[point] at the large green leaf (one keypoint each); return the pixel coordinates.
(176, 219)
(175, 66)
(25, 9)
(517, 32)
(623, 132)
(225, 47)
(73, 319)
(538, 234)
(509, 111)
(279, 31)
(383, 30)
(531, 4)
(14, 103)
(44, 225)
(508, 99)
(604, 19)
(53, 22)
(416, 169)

+ + + + + + +

▸ WHAT YOU SHOULD DO
Convert the listing above into a CSV with two columns headed instruction and points, one row for each instruction in the listing. Put the instruction's wording and its complete answer each in a single double-quoted field, and replace any line breaks with spaces.

▸ EXERCISE ANSWER
instruction,points
"[point] at the large green leaf (one keypoint each); return the pixel coordinates.","(176, 219) (175, 66) (25, 9) (517, 32) (623, 132) (225, 47) (73, 319) (538, 234) (509, 111) (279, 31) (383, 30) (531, 4) (14, 103) (44, 225) (508, 99) (604, 19) (53, 22) (416, 169)"